THE EXERCISE: Render the listing from the line with "[locate] pink flower" through the end of the listing, both ends included, as a Markdown table. Use the columns Row and Text, putting a row number in the first and the line in the second, and leave out blank lines.
━━━━━━━━━━━━━━━━
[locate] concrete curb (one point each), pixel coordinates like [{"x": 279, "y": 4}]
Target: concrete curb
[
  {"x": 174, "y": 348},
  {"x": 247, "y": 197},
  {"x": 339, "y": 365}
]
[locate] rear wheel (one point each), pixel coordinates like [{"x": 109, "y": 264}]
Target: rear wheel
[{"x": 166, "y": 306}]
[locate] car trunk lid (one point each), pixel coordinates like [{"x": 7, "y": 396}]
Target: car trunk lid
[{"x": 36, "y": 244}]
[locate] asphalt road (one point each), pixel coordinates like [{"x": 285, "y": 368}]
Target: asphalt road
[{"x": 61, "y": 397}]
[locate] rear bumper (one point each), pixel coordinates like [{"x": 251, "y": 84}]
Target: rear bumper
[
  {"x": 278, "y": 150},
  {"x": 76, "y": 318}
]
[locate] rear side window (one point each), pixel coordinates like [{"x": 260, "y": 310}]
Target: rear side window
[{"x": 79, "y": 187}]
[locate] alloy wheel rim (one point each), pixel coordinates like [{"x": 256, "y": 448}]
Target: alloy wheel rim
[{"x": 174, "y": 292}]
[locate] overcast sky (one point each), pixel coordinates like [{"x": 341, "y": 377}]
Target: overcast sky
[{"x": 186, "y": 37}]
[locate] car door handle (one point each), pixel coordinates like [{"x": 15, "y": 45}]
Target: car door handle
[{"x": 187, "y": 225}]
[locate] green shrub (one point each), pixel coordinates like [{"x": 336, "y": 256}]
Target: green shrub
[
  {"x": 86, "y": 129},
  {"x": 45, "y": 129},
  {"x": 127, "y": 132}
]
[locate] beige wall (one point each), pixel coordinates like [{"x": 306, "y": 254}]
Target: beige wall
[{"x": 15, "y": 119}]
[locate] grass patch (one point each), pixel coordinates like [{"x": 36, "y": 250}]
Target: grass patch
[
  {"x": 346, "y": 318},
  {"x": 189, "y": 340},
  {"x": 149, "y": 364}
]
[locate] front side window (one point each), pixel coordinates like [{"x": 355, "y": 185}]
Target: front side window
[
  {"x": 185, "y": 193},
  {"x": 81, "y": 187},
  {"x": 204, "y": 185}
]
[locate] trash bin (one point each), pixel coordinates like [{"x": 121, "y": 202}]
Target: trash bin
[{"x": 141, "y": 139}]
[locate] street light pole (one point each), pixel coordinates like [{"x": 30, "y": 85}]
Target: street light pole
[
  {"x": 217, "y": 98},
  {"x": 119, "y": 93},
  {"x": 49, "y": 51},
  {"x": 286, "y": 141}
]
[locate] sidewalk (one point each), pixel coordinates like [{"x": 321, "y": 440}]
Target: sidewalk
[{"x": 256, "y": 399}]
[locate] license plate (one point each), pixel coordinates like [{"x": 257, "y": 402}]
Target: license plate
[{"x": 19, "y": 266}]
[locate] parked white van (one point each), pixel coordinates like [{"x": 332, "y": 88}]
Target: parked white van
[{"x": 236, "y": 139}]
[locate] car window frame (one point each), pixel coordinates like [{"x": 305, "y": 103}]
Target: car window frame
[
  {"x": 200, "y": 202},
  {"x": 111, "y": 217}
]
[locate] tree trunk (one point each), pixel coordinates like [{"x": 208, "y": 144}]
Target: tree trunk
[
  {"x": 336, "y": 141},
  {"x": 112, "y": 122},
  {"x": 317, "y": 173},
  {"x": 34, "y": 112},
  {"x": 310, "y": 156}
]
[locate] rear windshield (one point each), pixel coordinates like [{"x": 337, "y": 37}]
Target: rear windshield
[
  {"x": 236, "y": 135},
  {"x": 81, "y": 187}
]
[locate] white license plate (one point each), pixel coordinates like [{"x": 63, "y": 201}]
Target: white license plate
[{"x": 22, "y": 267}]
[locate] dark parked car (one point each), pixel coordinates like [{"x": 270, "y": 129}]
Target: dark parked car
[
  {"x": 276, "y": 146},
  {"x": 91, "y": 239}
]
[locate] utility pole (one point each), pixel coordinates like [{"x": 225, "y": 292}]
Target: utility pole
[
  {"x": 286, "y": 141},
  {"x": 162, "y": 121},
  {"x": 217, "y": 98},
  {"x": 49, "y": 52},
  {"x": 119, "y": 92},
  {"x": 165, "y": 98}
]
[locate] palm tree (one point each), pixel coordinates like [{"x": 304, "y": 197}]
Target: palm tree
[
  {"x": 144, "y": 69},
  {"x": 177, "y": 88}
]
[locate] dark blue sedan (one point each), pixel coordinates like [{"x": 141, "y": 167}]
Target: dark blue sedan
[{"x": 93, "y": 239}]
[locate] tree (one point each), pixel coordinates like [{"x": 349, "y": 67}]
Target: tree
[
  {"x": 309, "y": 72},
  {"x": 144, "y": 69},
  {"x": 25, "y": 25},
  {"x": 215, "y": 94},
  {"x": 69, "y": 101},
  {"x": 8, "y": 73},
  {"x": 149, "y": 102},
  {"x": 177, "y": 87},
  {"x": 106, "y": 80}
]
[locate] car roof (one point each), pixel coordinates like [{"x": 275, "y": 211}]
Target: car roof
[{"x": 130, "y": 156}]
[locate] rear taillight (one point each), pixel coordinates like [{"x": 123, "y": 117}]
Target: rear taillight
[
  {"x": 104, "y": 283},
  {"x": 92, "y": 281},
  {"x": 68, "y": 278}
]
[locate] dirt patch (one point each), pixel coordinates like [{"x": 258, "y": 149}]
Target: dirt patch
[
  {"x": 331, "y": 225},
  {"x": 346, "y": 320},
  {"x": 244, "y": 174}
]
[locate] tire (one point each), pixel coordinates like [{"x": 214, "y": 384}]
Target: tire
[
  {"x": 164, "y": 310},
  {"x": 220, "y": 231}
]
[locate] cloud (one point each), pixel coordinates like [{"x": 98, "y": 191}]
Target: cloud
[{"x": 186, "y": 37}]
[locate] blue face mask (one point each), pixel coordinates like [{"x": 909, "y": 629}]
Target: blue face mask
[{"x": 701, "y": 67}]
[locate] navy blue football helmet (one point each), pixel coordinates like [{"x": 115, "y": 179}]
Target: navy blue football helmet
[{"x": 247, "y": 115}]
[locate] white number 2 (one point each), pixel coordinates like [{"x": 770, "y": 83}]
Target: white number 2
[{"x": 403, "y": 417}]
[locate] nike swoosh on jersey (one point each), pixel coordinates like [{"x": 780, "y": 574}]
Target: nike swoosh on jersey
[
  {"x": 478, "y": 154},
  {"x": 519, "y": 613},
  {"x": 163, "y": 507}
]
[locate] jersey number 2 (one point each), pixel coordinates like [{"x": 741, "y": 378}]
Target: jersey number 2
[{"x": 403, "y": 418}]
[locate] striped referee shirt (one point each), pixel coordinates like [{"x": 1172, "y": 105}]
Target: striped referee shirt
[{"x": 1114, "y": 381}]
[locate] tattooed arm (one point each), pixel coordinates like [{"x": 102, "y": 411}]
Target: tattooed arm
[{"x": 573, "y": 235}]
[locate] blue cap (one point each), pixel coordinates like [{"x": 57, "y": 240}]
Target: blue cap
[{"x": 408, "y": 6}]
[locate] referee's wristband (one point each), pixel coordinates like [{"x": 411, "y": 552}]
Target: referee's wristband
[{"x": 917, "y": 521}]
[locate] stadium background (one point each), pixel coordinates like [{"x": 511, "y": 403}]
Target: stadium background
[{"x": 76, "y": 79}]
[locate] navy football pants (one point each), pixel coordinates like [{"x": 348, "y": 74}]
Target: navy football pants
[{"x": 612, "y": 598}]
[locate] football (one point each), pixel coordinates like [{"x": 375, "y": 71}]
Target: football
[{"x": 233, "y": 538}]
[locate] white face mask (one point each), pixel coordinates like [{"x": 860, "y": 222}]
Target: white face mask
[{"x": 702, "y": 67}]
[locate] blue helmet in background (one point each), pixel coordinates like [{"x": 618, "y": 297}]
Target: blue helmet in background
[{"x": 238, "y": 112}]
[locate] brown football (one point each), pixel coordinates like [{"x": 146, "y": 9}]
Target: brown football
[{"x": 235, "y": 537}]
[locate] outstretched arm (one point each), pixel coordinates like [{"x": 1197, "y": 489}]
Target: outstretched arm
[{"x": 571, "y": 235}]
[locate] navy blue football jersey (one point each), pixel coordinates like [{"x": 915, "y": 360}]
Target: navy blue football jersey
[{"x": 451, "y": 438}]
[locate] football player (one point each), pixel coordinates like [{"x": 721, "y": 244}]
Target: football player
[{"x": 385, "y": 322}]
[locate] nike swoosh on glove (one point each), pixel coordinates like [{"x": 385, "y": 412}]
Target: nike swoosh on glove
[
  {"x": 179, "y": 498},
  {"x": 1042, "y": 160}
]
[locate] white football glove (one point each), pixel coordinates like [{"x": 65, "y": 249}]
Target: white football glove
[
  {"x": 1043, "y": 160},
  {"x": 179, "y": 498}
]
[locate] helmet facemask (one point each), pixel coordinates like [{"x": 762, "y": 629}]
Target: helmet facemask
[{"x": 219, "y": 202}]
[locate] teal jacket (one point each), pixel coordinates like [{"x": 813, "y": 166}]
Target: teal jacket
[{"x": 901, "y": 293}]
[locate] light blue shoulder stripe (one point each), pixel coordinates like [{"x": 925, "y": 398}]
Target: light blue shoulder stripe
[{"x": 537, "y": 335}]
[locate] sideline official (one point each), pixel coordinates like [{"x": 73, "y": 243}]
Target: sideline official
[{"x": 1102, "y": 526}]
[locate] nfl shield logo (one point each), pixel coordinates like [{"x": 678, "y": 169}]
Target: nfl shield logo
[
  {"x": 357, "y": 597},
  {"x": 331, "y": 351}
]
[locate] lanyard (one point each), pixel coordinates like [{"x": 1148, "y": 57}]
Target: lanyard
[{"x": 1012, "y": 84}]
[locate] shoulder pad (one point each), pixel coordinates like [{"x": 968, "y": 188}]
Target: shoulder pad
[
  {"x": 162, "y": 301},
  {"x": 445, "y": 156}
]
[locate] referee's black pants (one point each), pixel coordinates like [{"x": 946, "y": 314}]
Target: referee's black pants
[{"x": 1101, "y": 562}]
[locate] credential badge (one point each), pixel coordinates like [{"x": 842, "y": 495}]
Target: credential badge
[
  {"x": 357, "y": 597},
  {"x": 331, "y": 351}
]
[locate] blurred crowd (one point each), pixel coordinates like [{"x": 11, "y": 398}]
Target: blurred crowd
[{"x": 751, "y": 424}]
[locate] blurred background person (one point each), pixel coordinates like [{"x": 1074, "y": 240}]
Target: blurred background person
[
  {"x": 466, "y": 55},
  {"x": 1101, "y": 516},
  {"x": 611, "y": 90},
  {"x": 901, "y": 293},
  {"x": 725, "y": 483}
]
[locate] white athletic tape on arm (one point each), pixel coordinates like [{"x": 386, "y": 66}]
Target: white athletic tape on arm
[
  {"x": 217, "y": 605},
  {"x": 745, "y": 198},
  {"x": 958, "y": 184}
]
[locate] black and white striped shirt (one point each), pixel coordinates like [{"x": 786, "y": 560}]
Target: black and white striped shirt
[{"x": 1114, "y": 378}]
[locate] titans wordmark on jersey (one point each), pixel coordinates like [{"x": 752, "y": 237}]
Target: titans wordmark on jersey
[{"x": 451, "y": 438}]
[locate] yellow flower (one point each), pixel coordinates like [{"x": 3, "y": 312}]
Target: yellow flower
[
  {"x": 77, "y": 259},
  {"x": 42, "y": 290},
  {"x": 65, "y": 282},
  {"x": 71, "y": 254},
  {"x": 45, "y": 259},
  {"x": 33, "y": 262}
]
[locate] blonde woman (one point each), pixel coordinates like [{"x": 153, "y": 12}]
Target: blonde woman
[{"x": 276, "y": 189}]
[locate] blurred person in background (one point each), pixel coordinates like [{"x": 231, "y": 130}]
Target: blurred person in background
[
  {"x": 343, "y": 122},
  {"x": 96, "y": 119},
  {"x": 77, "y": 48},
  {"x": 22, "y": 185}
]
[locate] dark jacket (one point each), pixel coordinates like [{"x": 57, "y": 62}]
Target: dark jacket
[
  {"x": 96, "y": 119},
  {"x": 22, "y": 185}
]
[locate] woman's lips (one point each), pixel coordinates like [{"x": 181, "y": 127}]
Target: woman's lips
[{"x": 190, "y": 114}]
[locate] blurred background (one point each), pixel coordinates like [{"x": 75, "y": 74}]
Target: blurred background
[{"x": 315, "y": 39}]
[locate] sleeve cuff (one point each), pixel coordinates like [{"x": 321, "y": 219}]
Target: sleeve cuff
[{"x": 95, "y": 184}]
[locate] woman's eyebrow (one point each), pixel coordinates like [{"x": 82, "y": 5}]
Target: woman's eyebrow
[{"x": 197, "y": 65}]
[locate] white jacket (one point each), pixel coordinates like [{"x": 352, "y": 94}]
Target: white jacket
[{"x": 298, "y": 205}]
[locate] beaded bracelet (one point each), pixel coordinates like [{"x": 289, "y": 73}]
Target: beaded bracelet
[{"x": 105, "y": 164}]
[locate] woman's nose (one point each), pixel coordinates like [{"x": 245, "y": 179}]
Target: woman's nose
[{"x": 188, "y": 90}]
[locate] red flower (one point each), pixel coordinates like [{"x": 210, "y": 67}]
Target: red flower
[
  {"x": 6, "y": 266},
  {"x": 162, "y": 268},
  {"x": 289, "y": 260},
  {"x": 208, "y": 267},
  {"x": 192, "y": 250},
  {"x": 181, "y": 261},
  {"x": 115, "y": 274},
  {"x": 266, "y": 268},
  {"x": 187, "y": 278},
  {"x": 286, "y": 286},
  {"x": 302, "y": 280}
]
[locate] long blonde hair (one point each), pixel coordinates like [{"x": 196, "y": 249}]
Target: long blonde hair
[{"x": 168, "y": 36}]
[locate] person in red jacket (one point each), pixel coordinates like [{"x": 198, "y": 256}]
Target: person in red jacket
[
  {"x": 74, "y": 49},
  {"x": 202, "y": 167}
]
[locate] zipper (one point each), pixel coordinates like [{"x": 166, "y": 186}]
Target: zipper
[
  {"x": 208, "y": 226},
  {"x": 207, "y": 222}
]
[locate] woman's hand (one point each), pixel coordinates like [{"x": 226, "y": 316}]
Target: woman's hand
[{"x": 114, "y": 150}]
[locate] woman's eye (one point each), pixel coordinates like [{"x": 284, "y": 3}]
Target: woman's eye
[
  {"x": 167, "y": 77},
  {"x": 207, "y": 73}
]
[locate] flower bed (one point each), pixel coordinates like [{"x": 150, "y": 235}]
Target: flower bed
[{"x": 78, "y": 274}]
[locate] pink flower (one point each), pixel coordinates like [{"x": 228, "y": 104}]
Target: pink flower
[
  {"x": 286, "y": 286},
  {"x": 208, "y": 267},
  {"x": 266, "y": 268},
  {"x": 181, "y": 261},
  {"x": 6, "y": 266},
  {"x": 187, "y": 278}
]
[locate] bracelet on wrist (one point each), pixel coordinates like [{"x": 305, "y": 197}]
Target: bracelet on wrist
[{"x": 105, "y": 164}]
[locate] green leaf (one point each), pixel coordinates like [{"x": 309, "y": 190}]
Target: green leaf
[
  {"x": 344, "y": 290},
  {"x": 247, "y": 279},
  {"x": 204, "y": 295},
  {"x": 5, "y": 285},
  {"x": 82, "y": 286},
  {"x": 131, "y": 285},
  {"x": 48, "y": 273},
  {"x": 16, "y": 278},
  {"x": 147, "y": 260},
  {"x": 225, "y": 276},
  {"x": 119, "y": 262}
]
━━━━━━━━━━━━━━━━
RESULT FOR THIS TASK:
| Row | Text |
|---|---|
| 1 | [locate] pink flower (one point each), pixel coordinates like [{"x": 228, "y": 104}] |
| 2 | Target: pink flower |
| 3 | [ |
| 4 |   {"x": 286, "y": 286}, |
| 5 |   {"x": 208, "y": 267}, |
| 6 |   {"x": 266, "y": 268}, |
| 7 |   {"x": 181, "y": 261}, |
| 8 |   {"x": 6, "y": 266}, |
| 9 |   {"x": 187, "y": 278} |
| 10 | ] |
| 11 | [locate] bracelet on wrist (one point each), pixel coordinates like [{"x": 305, "y": 197}] |
| 12 | Target: bracelet on wrist |
| 13 | [{"x": 105, "y": 164}] |
| 14 | [locate] green leaf (one point each), pixel coordinates like [{"x": 309, "y": 190}] |
| 15 | Target: green leaf |
| 16 | [ |
| 17 |   {"x": 344, "y": 290}, |
| 18 |   {"x": 247, "y": 279}, |
| 19 |   {"x": 204, "y": 295}, |
| 20 |   {"x": 5, "y": 285}, |
| 21 |   {"x": 82, "y": 286}, |
| 22 |   {"x": 131, "y": 285}, |
| 23 |   {"x": 48, "y": 273}, |
| 24 |   {"x": 16, "y": 278}, |
| 25 |   {"x": 147, "y": 260}, |
| 26 |   {"x": 225, "y": 276}, |
| 27 |   {"x": 119, "y": 262} |
| 28 | ] |